§ How to complete this task: Compute how many lines in the entries below include the string "face". Only the number is wanted.
*** Begin section ***
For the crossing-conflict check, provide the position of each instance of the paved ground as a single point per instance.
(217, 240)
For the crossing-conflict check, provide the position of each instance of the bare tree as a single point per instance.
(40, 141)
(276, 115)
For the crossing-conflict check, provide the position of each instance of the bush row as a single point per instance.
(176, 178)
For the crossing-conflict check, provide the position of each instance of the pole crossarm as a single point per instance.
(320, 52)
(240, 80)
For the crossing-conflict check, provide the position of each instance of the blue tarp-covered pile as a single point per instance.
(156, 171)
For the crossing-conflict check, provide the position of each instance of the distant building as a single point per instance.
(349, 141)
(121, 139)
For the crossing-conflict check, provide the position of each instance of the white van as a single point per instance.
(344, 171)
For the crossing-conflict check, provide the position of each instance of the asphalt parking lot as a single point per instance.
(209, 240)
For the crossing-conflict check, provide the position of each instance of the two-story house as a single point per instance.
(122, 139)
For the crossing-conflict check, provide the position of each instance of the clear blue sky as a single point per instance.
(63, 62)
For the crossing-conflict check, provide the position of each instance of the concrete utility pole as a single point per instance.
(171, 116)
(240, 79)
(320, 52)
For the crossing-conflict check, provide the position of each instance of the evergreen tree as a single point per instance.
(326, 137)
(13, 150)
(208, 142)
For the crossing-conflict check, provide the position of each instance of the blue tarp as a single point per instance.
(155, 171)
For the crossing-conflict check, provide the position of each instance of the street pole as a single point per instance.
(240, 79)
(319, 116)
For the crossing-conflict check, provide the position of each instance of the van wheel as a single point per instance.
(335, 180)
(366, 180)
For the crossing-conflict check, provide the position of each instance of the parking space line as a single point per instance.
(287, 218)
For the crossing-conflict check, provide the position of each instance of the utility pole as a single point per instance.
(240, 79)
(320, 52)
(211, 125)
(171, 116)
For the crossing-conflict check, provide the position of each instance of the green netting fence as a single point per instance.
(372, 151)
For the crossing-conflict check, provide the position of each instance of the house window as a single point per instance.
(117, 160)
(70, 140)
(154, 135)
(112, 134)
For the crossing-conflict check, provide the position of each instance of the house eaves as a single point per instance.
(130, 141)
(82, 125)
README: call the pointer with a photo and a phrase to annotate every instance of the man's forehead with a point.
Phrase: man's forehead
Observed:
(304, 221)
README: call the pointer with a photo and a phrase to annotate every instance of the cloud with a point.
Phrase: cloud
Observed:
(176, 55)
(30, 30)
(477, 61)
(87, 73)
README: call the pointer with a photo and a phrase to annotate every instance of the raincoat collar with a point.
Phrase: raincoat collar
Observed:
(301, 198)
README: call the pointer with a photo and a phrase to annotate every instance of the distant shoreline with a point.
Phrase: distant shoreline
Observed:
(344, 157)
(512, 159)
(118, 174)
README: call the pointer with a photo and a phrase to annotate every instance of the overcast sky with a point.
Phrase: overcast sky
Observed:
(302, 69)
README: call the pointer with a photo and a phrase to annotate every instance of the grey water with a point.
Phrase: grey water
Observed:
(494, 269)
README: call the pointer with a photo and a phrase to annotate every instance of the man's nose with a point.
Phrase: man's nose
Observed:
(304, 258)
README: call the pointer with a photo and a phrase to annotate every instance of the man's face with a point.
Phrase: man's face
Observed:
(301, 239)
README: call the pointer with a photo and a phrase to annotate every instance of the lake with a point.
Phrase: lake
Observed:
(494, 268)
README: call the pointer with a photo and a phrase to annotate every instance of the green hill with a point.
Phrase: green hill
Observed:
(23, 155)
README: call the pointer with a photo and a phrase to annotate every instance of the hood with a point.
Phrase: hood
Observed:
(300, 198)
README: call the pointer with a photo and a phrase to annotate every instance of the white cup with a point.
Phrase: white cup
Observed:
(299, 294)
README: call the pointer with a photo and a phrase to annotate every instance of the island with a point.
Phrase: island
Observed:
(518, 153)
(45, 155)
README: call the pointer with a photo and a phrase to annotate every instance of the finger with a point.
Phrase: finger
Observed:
*** End section ***
§ Task response: 2